Object point labels:
_ _ _ _

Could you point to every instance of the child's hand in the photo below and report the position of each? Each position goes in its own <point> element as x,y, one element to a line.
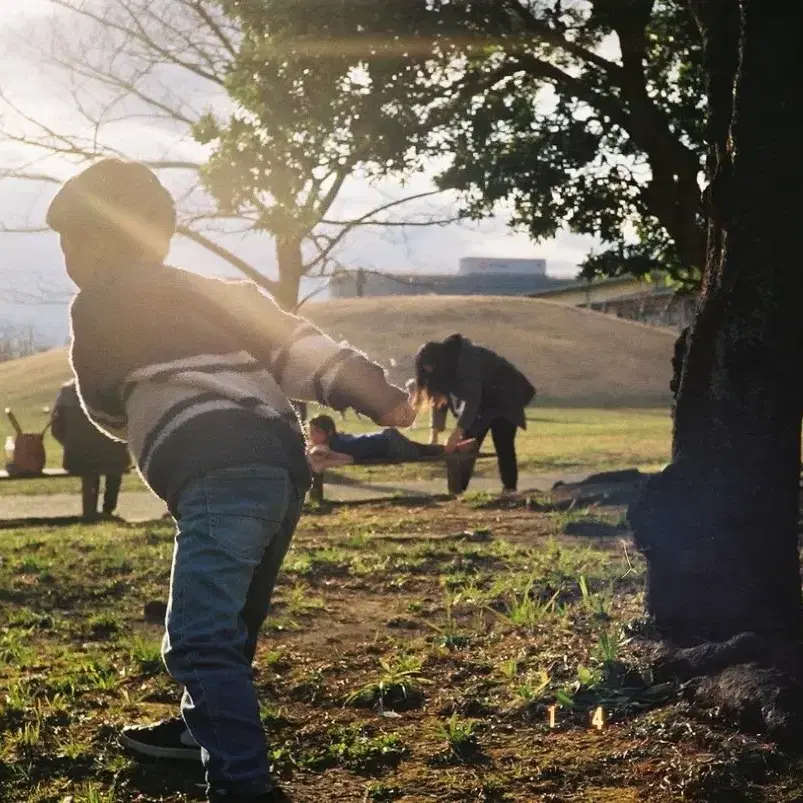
<point>403,415</point>
<point>454,439</point>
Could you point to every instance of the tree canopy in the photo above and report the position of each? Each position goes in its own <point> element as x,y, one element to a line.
<point>588,115</point>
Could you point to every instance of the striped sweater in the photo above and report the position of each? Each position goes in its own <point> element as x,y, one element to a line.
<point>196,374</point>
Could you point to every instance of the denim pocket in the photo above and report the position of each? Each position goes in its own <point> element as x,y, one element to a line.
<point>246,508</point>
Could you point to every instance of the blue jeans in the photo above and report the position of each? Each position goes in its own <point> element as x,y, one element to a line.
<point>234,528</point>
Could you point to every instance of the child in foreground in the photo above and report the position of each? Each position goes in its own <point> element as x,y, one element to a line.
<point>195,374</point>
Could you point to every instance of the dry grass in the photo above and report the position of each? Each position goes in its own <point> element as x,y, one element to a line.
<point>576,357</point>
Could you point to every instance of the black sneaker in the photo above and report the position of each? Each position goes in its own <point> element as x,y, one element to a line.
<point>276,795</point>
<point>168,739</point>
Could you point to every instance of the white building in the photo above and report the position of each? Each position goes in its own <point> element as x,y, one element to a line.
<point>497,265</point>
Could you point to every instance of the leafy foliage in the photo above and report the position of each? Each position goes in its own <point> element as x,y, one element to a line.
<point>580,114</point>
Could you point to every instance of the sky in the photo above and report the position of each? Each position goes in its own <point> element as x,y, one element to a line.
<point>31,261</point>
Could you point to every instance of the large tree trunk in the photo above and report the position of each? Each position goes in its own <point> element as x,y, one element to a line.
<point>290,261</point>
<point>719,527</point>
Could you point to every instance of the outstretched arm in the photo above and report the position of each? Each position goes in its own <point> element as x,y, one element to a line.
<point>310,366</point>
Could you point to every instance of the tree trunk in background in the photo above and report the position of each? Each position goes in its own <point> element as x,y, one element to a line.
<point>290,261</point>
<point>719,527</point>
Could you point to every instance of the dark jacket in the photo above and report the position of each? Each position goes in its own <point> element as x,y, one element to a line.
<point>86,449</point>
<point>484,386</point>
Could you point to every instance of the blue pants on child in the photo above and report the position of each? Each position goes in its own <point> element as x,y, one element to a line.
<point>234,528</point>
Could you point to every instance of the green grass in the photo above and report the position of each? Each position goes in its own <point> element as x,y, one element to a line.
<point>422,664</point>
<point>556,441</point>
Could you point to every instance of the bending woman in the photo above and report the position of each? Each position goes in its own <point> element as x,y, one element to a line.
<point>486,393</point>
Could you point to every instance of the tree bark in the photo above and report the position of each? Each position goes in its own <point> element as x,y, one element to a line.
<point>719,527</point>
<point>290,261</point>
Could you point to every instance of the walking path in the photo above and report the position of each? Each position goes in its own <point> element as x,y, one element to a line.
<point>143,506</point>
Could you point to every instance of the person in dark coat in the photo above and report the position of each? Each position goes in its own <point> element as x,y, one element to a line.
<point>88,453</point>
<point>484,391</point>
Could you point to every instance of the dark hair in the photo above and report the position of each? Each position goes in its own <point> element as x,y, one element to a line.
<point>120,200</point>
<point>325,423</point>
<point>441,358</point>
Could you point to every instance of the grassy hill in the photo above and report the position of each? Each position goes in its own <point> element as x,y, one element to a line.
<point>576,358</point>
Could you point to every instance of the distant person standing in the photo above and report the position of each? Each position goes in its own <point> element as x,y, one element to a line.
<point>88,453</point>
<point>486,393</point>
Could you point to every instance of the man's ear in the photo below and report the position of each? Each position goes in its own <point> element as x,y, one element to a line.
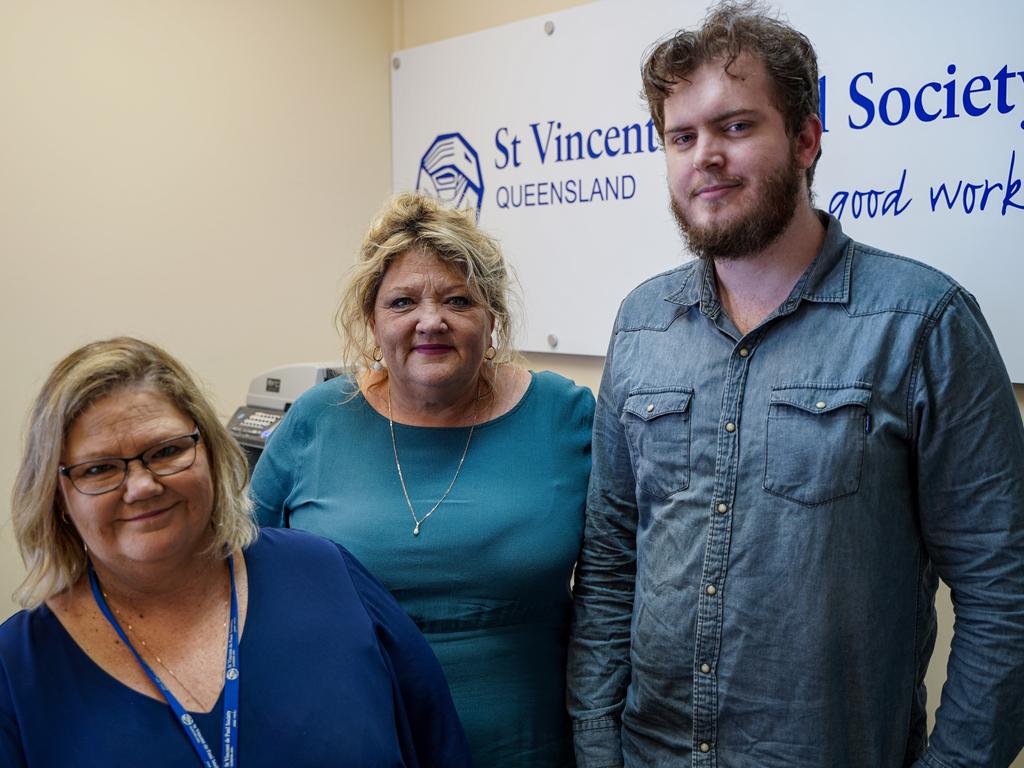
<point>808,142</point>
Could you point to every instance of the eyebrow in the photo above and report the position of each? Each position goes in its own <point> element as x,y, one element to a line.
<point>721,117</point>
<point>409,289</point>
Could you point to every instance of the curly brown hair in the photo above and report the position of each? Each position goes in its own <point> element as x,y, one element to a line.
<point>730,29</point>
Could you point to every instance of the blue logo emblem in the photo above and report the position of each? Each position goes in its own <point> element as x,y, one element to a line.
<point>450,170</point>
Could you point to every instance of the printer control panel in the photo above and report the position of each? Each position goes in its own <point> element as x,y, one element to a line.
<point>252,426</point>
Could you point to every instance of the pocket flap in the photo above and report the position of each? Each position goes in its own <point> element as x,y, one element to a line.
<point>649,404</point>
<point>816,398</point>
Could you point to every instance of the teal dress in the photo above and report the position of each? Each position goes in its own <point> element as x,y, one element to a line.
<point>487,578</point>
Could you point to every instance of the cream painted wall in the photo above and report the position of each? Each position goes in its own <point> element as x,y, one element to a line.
<point>424,22</point>
<point>197,173</point>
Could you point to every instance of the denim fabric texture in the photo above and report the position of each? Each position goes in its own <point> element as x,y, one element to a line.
<point>768,516</point>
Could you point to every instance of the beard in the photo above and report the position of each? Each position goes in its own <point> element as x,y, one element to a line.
<point>752,231</point>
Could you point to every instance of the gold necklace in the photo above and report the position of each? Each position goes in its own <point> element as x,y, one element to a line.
<point>154,654</point>
<point>401,479</point>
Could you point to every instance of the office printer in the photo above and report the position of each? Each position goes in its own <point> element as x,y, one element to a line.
<point>270,394</point>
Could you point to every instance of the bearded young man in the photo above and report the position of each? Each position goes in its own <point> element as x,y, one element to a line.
<point>796,436</point>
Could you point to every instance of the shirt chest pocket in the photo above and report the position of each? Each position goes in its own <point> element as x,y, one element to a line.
<point>815,441</point>
<point>656,422</point>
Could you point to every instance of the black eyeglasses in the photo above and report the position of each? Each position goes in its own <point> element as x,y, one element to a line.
<point>103,475</point>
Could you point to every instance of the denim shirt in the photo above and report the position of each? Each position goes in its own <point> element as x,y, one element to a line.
<point>768,515</point>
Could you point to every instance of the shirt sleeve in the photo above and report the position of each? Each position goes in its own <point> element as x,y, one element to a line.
<point>599,647</point>
<point>273,476</point>
<point>11,753</point>
<point>969,453</point>
<point>427,711</point>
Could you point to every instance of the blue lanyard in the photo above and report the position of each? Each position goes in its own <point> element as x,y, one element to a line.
<point>230,730</point>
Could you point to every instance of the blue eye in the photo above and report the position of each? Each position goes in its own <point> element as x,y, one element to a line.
<point>96,470</point>
<point>166,452</point>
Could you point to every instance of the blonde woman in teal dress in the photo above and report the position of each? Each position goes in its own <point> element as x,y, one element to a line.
<point>458,477</point>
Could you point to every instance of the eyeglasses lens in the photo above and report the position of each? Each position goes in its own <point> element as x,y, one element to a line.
<point>102,475</point>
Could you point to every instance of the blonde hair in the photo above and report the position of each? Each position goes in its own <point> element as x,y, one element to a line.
<point>51,548</point>
<point>417,222</point>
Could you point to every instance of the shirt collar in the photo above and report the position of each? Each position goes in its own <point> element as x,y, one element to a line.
<point>826,280</point>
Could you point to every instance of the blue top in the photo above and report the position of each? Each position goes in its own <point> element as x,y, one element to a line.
<point>767,517</point>
<point>487,578</point>
<point>333,674</point>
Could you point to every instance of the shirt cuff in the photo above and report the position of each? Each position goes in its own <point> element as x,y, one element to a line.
<point>598,742</point>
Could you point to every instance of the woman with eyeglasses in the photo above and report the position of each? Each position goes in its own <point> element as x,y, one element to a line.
<point>162,630</point>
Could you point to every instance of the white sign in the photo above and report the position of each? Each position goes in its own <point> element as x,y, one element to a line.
<point>541,125</point>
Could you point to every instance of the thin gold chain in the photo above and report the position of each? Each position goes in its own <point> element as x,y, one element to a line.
<point>153,653</point>
<point>401,478</point>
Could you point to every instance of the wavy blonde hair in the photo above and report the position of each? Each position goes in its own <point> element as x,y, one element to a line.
<point>51,548</point>
<point>417,222</point>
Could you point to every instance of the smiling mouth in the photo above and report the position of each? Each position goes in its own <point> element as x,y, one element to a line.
<point>715,192</point>
<point>150,515</point>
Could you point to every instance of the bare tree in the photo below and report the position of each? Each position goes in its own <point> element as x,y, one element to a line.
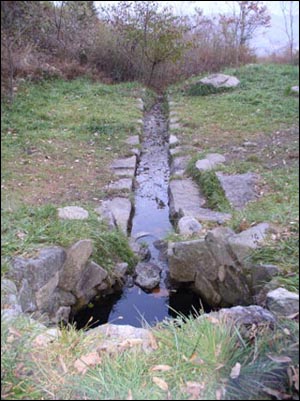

_ _ _ _

:: Exercise requirements ::
Reproduce the records from their beginning through the line that contains "<point>454,439</point>". Omit the pictures in your copy.

:: Exercise result ::
Could you point to every instance of the child's hand in the photo below and report the position of each? Each position goes in its own <point> element as x,y, one element to a line.
<point>403,415</point>
<point>454,439</point>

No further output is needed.